Excerpted text:
★ ★ ★ ★
Studio album by O'Donel Levy
- Released: 1973
- Recorded: 1973
- Studio: New York City
- Genre: Jazz
- Length: 37:07
- Label: Groove Merchant GM 518
- Producer: Sonny Lester

O'Donel Levy chronology
| Breeding of Mind (1972) | Dawn of a New Day (1973) | Simba (1974) |

= Dawn of a New Day (O'Donel Levy album) =

Dawn of a New Day is an album by American jazz guitarist O'Donel Levy recorded in 1971 and released on the Groove Merchant label.

== Reception ==

Allmusic's Jason Ankeny said: "Dawn of a New Day expands the Baroque funk horizons introduced on the brilliant Breeding of Mind, O'Donel Levy's previous collaboration with arranger Manny Albam. A bigger, bolder effort, Dawn 's panoramic sound also borrows much from blaxploitation cinema. ... Levy's remarkable leads seem to cut and paste elements from across the history of jazz guitar, most closely recalling the lean, mean genius of Wes Montgomery and Grant Green. His solos are graceful yet muscular, each note crackling with energy. The material here is also excellent".
★ ★ ★ ★
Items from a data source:

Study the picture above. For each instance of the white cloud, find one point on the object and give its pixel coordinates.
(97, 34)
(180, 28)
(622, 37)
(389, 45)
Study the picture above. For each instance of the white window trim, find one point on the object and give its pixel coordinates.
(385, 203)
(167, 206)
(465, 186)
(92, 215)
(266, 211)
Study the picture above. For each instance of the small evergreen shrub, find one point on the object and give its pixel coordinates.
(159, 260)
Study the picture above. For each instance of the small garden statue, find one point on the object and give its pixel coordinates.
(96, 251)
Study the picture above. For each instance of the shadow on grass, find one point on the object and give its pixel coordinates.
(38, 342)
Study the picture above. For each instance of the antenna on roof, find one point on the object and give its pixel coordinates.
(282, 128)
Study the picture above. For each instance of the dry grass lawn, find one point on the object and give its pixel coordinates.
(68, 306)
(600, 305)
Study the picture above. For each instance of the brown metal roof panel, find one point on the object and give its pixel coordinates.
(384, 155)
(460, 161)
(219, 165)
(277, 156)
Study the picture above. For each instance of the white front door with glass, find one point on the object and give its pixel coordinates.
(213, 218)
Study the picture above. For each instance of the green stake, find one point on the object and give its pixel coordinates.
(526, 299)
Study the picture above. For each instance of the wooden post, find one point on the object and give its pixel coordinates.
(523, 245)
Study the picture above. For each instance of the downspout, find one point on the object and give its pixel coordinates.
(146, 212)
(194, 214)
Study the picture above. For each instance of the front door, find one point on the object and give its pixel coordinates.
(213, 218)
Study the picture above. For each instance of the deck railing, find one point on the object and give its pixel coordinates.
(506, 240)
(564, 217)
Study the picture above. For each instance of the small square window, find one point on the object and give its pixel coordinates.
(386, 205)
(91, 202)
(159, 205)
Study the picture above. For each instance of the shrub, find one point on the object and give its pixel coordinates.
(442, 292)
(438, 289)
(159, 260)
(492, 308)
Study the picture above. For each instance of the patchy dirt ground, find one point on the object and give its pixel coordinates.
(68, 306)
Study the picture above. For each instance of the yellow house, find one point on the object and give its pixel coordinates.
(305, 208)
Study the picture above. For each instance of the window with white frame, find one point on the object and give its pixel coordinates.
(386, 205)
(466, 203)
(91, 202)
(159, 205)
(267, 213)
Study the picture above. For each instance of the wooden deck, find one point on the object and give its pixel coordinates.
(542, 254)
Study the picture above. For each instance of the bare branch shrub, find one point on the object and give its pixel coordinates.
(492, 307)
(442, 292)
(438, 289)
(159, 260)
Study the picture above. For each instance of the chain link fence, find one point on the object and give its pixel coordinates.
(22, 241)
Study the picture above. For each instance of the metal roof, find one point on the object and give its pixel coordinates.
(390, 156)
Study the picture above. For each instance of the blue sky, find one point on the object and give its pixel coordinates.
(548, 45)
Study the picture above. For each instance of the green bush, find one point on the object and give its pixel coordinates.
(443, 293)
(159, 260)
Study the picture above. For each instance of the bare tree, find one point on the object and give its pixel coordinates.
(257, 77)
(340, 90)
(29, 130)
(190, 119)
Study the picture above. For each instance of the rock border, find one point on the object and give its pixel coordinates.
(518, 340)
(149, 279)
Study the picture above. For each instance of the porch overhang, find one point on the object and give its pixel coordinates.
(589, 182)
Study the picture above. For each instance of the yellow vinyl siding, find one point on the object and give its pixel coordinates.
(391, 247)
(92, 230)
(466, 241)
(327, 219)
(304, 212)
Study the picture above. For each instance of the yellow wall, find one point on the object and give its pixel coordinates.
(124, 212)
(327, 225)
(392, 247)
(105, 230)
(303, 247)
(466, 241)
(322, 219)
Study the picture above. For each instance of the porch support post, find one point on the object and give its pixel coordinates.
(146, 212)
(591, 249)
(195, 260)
★ ★ ★ ★
Written instruction 1: Name every person mentioned in the album article.
Written instruction 2: Reproduce the passage of the album article from "O'Donel Levy chronology" up to and including "Groove Merchant label.", character for character.
Written instruction 3: According to the album article, who was the producer of Dawn of a New Day?

Task result 1: O'Donel Levy, Sonny Lester, Jason Ankeny, Manny Albam, Wes Montgomery, Grant Green

Task result 2:
O'Donel Levy chronology
| Breeding of Mind (1972) | Dawn of a New Day (1973) | Simba (1974) |

= Dawn of a New Day (O'Donel Levy album) =

Dawn of a New Day is an album by American jazz guitarist O'Donel Levy recorded in 1971 and released on the Groove Merchant label.

Task result 3: Sonny Lester